▶ Texte cité:
-.-.-

Malgré les avancées techniques ET les expériences réussies, beaucoup voient encore la maison écologique performante (notamment la maison passive) comme un thermos où on vivra moins bien !
- avec une bonne isolation thermique et une bonne étanchéité à l’air, vous vous assurez un confort thermique “constant”, c’est-à-dire qu’été comme hiver vous bénéficiez d’une température ambiante égale dans TOUTES les pièces de la maison (fini les chocs thermiques d’une pièce à l’autre !). En outre une bonne perméabilité à l’air du bâtiment assure une durabilité de conservation du bâti.
- avec une bonne ventilation, vous vous assurez un renouvellement d’air “bien calibré” : suffisamment pour maintenir une bonne qualité de l’air intérieur (car l’air est suffisamment renouvelé), et grâce à un “échangeur”, l’ai neuf entrant est préchauffé par l’air vicié sortant (la VMC double flux), donc vous ne “chauffez” pas (moins) les oiseaux !
- avec une bonne étanchéité à l’air, vous vous assurez le bon fonctionnement de votre système de ventilation. Le système de ventilation est installé après le calcul des besoins de la maison. S’il y a beaucoup d’infiltrations parasites, la ventilation se dérègle… et surconsomme. Ajoutons qu’une bonne étanchéité à l’air apporte un confort acoustique aux occupants, puisque le son se propage par l’air.

-.-.-

▶ Lignes de données:
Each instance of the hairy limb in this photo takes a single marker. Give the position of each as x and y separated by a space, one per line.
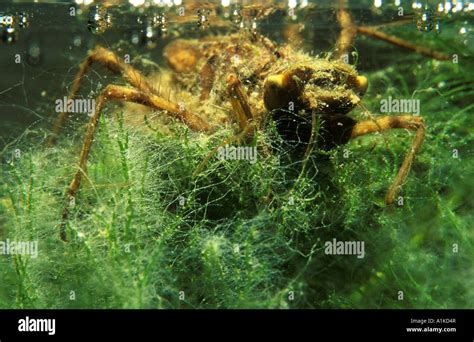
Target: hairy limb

-.-.-

▶ Consignes de l'exercice:
A - Reproduisez à l'identique le passage du texte sur la maison écologique qui commence à « Malgré les avancées » et se termine à « conservation du bâti. ».
B - Poursuivez, s'il vous plaît, le texte sur la maison écologique après sa dernière phrase.

▶ Corrigé de l'exercice:
A -
Malgré les avancées techniques ET les expériences réussies, beaucoup voient encore la maison écologique performante (notamment la maison passive) comme un thermos où on vivra moins bien !
- avec une bonne isolation thermique et une bonne étanchéité à l’air, vous vous assurez un confort thermique “constant”, c’est-à-dire qu’été comme hiver vous bénéficiez d’une température ambiante égale dans TOUTES les pièces de la maison (fini les chocs thermiques d’une pièce à l’autre !). En outre une bonne perméabilité à l’air du bâtiment assure une durabilité de conservation du bâti.

B -
- avec une bonne ventilation et une bonne étanchéité à l’air, vous éliminez constamment l’humidité accumulée dans la maison venant de notre respiration, et nos activités (cuisson, douche, séchage linge…) et limitez les risques de moisissures, condensation… ce qui bon pour votre santé ET la conversation du bâtiment (pas de condensation dans les isolants traversés par cet air chargé d’eau ! Ainsi, l’hygiène et la santé par la qualité de l’air intérieur donne un écho complémentaire aux questions de confort, d’économie et de durée de vie du bâti.
Et pour terminer cette série sur l’étanchéité à l’air, rappelons que la construction d’un bâti performant nécessite la maitrise d’une bonne étanchéité à l’air. Des tests sont à réaliser en vue d’une certification BBC et Passivhaus.
Et dans l’existant, si vous souhaitez faire rénover votre habitat, n’oubliez pas le trio « gagnant » Isolation / Etanchéité à l’air / Ventilation.
Autrement… dans le neuf et l’existant, vous n’y échapperez pas !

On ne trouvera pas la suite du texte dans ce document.